INSTRUCTIONS TO FOLLOW: Rewrite the records from the line containing "Task: each instance of the blue" down to the line containing "[[290, 112]]", with "window sill" changed to "window ledge" and nothing else altered.

MATERIAL:
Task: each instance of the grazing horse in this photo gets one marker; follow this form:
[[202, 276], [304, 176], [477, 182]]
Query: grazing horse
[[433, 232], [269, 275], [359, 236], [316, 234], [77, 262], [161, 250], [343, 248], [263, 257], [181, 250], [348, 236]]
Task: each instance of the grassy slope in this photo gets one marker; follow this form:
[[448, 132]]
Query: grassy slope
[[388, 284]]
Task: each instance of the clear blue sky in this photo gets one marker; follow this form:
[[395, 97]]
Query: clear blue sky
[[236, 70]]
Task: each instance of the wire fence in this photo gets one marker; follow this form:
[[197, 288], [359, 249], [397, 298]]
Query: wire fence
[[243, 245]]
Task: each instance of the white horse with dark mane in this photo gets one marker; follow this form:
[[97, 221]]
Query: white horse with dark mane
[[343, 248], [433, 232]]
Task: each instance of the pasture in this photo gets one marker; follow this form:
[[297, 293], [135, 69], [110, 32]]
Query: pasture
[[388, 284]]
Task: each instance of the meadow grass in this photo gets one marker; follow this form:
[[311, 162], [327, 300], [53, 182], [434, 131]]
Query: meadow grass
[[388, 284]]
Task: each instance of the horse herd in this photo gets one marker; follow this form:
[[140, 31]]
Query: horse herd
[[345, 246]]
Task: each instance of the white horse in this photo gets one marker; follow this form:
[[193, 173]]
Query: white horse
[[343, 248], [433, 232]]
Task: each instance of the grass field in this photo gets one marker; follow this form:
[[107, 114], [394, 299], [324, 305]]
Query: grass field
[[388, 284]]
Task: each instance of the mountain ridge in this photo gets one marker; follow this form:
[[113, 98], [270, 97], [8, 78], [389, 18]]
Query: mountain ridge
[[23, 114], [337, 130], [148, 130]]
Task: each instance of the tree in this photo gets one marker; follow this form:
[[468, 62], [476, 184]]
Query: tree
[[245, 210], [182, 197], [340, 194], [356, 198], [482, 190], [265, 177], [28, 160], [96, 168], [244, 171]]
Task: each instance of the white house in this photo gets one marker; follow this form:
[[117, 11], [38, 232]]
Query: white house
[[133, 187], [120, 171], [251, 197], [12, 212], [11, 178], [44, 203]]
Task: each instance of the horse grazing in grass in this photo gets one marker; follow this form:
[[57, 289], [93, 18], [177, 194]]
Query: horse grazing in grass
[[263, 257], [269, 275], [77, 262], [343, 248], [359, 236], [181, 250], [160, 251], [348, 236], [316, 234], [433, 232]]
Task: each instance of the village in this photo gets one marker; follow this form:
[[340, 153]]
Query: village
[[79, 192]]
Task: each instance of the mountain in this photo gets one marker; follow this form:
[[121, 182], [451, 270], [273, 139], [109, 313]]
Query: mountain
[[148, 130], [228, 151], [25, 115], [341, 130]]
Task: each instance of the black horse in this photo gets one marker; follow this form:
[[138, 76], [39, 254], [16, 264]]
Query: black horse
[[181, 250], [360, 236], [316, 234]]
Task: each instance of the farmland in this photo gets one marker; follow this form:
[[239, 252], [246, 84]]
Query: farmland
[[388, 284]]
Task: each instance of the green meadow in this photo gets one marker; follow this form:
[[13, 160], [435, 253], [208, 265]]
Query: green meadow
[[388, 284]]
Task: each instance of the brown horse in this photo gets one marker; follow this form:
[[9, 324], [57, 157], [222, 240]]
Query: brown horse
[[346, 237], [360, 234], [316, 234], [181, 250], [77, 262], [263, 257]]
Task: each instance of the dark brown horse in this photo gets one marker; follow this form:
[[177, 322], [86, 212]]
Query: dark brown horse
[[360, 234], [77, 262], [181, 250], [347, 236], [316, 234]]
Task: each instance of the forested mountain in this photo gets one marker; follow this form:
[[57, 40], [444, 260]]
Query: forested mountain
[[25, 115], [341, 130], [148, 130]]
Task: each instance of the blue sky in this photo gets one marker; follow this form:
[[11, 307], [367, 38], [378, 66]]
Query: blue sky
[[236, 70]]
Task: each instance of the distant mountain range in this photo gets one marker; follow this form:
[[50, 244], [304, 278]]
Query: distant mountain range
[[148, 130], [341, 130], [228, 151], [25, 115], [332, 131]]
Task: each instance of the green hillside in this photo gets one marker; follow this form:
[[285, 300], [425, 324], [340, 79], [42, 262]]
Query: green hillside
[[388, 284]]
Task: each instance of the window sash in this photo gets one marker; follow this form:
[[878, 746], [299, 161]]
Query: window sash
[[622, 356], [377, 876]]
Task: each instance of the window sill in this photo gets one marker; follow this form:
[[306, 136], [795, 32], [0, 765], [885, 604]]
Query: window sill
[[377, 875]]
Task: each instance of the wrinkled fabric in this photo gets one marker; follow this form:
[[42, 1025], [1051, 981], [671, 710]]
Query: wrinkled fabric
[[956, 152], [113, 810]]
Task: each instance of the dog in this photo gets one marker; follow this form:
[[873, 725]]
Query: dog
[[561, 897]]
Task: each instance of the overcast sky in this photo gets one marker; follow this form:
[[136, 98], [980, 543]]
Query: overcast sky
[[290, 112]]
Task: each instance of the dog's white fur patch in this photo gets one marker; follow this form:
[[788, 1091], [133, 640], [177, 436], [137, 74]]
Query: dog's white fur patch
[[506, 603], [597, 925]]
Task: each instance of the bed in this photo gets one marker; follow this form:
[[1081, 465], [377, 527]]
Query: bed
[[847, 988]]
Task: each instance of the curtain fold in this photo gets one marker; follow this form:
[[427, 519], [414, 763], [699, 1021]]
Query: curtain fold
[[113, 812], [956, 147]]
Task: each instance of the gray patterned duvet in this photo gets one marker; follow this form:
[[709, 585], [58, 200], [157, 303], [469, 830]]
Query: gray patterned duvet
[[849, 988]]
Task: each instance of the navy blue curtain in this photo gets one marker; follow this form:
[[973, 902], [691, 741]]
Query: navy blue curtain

EXPECTED ANSWER:
Task: each instance of the blue sky in this photo gets one marker; follow this form:
[[11, 307], [367, 38], [378, 66]]
Query: blue sky
[[236, 70]]
Task: each instance of the distant mountain range in this photo gets one marker; follow this form:
[[50, 244], [304, 278]]
Query: distant mountain range
[[148, 130], [341, 130], [228, 151], [25, 115], [332, 131]]
Task: each instance of the green hillside in this photo gets one marker; follow this form:
[[285, 300], [425, 324], [340, 79], [42, 262]]
Query: green hillside
[[388, 284]]
Task: each instance of the window sash in this photo gets one marker; follow this form:
[[878, 746], [299, 161]]
Query: window sash
[[622, 356], [377, 876]]
Task: each instance of the window ledge in this photo gets one marker; follow this form:
[[306, 136], [795, 32], [0, 765], [885, 604]]
Query: window ledge
[[377, 875]]
Task: each instance of the wrinkled fabric in this photo gets one marker; follow this form:
[[42, 1025], [1051, 981], [671, 710]]
Query: wrinkled fabric
[[956, 152], [113, 810]]
Task: each instance of the dog in this photo gets one marker; follow this form:
[[873, 725]]
Query: dog
[[561, 897]]
Task: each instance of the overcast sky in this photo gets one marker; follow this form:
[[136, 98], [980, 543]]
Query: overcast sky
[[290, 112]]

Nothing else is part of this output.